*** Opening Passage ***
In spite of the advances in preventive dentistry, dental caries still remains a major dental health problem in several countries [1–4]. It is important to assess the microbial counts in saliva and plaque during primary and mixed dentition period to both predict and prevent dental caries.
Although a positive correlation has been shown between caries experience and mutans streptococci levels in an individual [5,6], some studies have also shown higher levels of these organisms in populations with a very low caries experience [7]. This can be explained by the presence of different species of mutans streptococci which exhibit variable virulence and adherence properties [8].
To better understand the role of these organisms, we need efficient methods to detect and identify them. Various methods have been proposed to identify and differentiate oral streptococci including culture methods, biochemical tests, immunological and genetic methods with DNA probes, enzyme linked immunosorbent assay and Polymerase Chain Reaction (PCR) [11].
DNA based methods such as PCR method, have proved to be universally applicable for the detection of cariogenic bacteria in various epidemiological and clinical studies because of their high sensitivity, specificity and rapidity in obtaining results [13].
Several selective culture media have been developed for the enumeration of mutans streptococci in saliva and plaque. Modified Sucrose-Bacitracin (SB-20M) culture medium is a suitable media which shows morphological differences between colonies of S. mutans and S. sobrinus [14].
Materials and Methods
The present in-vivo study was conducted in the Department of Pedodontics and Preventive Dentistry at I.T.S., Centre for Dental Studies and Research, Ghaziabad, Uttar Pradesh, India, over a period of one year and was approved by Institutional Ethics Research Committee. Children in the age group of 3-5 years from various schools of Ghaziabad were screened using WHO diagnostic criteria to determine the dmft (decayed, missing, filled teeth) index. Children with good general health, CA (dmft≥4) and CF (dmft=0) were included in the study. Those who suffered from any systemic disease, had taken antibiotics in the past three months or medically compromised children were excluded from the study.
A pilot study was conducted and it was found that the Mean±S.D of number of CFU/ml for CA and CF groups were 88160.59±137207.5 and 9236.25±13634.45 respectively. With the help of software G*Power analysis version 3.1.9.2 for the power 0.95 and α err probability 0.05, sample size of 34 samples for each group was determined.
Sixty-eight children were selected for participation in the study based on their caries experience and were classified in two groups of 34 children each. Group A consisted of CA children (dmft≥4) and Group B consisted of CF children (dmft=0).
*** Closing Passage ***
*** Opening Data for analysis ***
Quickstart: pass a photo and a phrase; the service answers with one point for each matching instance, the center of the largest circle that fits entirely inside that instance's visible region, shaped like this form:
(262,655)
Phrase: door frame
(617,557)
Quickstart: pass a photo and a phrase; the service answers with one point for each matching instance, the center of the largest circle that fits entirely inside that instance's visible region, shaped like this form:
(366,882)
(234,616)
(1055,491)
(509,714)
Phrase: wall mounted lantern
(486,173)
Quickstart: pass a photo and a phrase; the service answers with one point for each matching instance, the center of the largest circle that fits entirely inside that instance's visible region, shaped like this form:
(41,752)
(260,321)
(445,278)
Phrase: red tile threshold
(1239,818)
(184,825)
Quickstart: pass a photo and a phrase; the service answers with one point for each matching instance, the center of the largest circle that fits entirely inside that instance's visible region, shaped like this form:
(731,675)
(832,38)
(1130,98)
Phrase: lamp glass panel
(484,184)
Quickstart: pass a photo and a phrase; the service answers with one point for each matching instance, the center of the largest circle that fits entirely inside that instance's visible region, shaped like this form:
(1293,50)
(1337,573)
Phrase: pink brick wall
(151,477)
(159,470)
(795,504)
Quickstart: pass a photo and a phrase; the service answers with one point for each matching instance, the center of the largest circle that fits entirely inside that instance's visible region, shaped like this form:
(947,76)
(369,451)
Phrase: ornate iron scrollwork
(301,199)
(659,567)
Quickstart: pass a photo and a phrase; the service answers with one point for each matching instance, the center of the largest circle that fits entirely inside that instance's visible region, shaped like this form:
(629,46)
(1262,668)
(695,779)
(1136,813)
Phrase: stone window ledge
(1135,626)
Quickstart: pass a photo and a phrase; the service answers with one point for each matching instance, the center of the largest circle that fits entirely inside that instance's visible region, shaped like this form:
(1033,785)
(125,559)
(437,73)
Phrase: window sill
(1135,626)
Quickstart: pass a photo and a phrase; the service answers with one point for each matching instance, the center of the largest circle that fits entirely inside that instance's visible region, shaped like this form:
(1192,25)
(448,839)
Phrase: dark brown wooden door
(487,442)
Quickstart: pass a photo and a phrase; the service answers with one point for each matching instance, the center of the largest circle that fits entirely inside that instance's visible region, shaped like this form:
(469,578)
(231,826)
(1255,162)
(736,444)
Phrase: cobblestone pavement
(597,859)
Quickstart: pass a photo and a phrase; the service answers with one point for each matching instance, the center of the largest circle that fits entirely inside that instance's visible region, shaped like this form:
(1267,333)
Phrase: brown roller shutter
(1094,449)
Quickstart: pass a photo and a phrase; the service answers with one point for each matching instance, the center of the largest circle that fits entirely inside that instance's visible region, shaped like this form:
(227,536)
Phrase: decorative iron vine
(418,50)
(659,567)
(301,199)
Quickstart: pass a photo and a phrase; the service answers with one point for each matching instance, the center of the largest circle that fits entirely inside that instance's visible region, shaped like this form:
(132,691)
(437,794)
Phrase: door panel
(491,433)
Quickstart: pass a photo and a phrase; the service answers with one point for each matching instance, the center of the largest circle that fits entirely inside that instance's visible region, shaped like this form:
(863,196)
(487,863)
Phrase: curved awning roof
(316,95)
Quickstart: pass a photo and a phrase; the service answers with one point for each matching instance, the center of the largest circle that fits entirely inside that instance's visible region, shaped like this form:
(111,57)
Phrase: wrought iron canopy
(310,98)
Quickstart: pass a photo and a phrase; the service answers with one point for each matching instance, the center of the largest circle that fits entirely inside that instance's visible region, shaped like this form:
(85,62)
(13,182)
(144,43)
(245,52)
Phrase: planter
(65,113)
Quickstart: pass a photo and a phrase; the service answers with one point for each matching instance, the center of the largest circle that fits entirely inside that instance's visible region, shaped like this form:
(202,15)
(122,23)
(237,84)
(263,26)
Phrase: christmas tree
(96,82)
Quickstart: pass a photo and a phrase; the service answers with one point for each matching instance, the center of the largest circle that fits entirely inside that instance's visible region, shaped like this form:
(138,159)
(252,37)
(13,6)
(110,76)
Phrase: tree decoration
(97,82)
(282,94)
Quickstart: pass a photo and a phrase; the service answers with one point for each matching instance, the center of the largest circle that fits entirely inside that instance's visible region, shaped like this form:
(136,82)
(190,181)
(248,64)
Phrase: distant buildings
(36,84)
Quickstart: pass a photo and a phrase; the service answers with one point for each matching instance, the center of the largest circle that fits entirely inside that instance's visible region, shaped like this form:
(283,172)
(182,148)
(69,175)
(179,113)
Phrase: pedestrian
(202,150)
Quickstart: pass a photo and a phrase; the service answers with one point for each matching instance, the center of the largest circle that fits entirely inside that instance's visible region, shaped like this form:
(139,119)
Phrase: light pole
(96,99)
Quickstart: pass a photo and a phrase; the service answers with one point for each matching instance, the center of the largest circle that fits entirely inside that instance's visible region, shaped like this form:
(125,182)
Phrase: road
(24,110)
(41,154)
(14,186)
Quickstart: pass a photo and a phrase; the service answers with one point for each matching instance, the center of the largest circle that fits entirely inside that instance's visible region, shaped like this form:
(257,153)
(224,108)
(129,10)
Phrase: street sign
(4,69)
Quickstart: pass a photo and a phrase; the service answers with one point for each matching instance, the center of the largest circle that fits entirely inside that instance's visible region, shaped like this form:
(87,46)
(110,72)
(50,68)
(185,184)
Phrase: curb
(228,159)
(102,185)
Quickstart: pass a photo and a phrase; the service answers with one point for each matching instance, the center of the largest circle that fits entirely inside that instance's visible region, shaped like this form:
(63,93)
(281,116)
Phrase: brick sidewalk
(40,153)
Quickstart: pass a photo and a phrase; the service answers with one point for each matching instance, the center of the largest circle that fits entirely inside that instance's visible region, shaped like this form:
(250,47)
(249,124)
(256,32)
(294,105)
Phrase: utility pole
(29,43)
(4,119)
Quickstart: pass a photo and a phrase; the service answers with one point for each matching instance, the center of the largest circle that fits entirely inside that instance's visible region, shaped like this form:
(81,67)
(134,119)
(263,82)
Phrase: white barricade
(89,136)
*** Closing Data for analysis ***
■ Exercise objective ■
Please state the sample size per group that the G*Power analysis determined in the dental caries study.

■ Result ■
34 samples for each group.